TEXT.
══════════════════════════════
For it to be over something I posted is almost comical. As an unapologetic leftist I’m regularly hit on social media by a barrage of legitimately fake news, whether it be about Democratic politicians releasing violent inmates from prisons, or how the government is going to go door to door taking away peoples’ guns, or how Charlie Kirk spoke only about peace. The list goes on and on, without any pushback. It’s just an echo chamber for these weirdos to have interactions with other weirdos.

The outpouring of social media posts over Kirk’s death was so overwhelming that I couldn’t help myself. I had to restore some kernel of the truth, and it really didn’t take much. Kirk had such a long history of saying fucked up and hateful things that one such as myself need only to quote him, or post one of his videos, to remind people of what he was actually all about. Without consulting Reddit the answer is probably yes, I am the asshole. But still. An asshole with a credible point.

Alas, just as I can’t feel sorry for losing my friend last month — over something that I did not do to him, or with any ill-intent towards him in any way — I can’t feel sorry about potentially losing this friend, over a social media post about Charlie Kirk (of all things), either. My thoughts and my actions towards these two individuals have never been anything but solid. If they see it otherwise then I’ll say that cliché thing about how maybe we were never that good of friends to begin with.
══════════════════════════════
EXTRACTED ENTRIES.
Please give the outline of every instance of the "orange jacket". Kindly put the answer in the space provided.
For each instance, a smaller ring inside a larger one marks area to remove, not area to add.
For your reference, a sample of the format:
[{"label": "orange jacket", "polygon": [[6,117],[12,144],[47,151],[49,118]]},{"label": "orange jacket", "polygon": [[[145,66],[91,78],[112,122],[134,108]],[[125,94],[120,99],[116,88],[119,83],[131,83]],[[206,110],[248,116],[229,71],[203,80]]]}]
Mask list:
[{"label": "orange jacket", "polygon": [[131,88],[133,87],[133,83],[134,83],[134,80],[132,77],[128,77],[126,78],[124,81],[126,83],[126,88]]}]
══════════════════════════════
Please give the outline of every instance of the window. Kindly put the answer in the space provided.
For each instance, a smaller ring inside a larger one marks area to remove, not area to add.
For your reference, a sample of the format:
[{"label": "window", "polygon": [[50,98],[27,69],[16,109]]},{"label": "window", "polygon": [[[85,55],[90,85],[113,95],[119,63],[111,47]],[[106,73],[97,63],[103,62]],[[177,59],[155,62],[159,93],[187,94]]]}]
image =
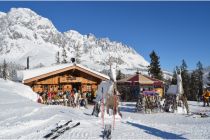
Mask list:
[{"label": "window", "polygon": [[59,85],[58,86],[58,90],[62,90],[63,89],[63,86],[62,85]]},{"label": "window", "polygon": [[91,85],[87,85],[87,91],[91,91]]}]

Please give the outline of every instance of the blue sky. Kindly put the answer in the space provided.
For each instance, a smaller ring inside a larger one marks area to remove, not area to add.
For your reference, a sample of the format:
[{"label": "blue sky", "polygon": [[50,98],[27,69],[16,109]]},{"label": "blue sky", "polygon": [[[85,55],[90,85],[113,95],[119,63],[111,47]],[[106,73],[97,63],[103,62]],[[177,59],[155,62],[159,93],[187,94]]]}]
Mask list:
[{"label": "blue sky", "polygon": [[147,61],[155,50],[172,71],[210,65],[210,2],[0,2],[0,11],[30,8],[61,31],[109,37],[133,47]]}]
══════════════════════════════
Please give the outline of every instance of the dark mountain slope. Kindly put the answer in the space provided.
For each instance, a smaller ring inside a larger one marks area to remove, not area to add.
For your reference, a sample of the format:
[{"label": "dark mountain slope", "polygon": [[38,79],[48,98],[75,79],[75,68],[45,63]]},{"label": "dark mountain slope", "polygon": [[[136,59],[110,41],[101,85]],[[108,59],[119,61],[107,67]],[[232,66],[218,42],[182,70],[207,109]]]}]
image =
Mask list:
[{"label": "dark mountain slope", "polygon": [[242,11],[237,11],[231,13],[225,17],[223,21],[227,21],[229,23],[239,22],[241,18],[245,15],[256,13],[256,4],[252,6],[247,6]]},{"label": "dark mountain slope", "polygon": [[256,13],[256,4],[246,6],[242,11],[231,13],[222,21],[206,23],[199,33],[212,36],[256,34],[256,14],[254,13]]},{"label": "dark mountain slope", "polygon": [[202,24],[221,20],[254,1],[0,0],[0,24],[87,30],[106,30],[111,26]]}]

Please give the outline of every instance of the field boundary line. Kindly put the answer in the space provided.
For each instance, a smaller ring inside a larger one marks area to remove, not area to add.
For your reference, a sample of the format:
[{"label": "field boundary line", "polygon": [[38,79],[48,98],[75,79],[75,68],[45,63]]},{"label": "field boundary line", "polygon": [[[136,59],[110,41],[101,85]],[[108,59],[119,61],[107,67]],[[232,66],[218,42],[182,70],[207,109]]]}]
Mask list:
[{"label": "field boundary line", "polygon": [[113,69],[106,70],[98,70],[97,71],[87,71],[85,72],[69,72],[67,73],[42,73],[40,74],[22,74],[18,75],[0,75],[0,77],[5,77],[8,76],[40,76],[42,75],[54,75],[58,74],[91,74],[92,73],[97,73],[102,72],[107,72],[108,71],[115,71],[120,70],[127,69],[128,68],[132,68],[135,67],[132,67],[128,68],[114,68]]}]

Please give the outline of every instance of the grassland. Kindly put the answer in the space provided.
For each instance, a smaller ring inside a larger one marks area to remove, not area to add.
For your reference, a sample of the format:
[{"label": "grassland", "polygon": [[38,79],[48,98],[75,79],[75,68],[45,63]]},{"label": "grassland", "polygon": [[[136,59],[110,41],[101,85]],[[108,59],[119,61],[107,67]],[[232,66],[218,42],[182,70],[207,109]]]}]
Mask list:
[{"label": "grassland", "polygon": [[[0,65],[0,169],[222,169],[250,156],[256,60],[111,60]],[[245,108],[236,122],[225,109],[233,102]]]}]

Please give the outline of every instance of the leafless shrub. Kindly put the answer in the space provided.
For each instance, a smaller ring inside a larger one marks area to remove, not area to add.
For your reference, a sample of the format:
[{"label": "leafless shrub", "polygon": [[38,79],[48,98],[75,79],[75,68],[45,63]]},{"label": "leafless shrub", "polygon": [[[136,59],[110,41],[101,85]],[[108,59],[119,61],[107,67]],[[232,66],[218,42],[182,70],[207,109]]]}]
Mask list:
══════════════════════════════
GOALS.
A. Print the part of the text about losing friends over a Charlie Kirk post between "Alas, just as" and "to begin with.", inclusive.
B. Write what comes next in the text about losing friends over a Charlie Kirk post, picking up after its last sentence.
The listing isn't needed for any of this.

ANSWERS TO THE PROBLEMS.
A.
Alas, just as I can’t feel sorry for losing my friend last month — over something that I did not do to him, or with any ill-intent towards him in any way — I can’t feel sorry about potentially losing this friend, over a social media post about Charlie Kirk (of all things), either. My thoughts and my actions towards these two individuals have never been anything but solid. If they see it otherwise then I’ll say that cliché thing about how maybe we were never that good of friends to begin with.

B.
October 1st:

If we’ve learned anything after taking a cursory look at this blog — this specific Chapter 15 — it’s that I, the writer, sound quite negative. I’m sorry about that. My last month has been a pretty negative time for me, in general. The combination of dropping a couple thousand dollars on my car for various issues, not having a real whopper of a paycheck to compensate for those losses, the aforementioned interpersonal squabbles with purportedly ‘close’ friends of mine (which has led to work being a not so happy sort of place for me), has really been the icing on the cake for a frustrating and depressing 2025 campaign for me.

And I do hate to sound (and be) so negative. I hate having to admit that I haven’t been happy. I hate that Leslie, one of my closer coworkers, recently told me that she can tell I haven’t been happy. I hate that I feel compelled to go outside every night, in the small pocket of time I genuinely look forward to, to write on Future Bets about how things in my life aren’t going in the way I wish they were. I hate that, currently, I am unable to use my writing powers for good — for my hopes and dreams, my ambitions, my motivations. Etc.

Because I can’t stress enough how much I enjoy life. On the inside I have my bouts with being topsy-turvy, but I always negotiate through them and come out fine. It’s what’s happening on the outside that’s become such a struggle for me of late, and the outside is supposed to be easy stuff. The friendships. The car stuff. The money stuff. I’m not, like, sweating any of it — as in my survival isn’t on the line. I’m just saying ninety-nine per cent of the time I can rely on the outside being the aspect of my life that’s sturdy.

I take a certain pride in that sturdiness, in acting ostensibly as a consistently straight line. Where all I want is to make others laugh, and be that dude who is willing to listen to everyone else’s bullshit. About problems with their significant others, or their kids, or about how they had to drop a couple thousand dollars on their cars, or about how it’s been hard times on them making money at the casino. It’s usually not me who has problems, and even when I do I don’t like wasting anyone’s time lamenting them.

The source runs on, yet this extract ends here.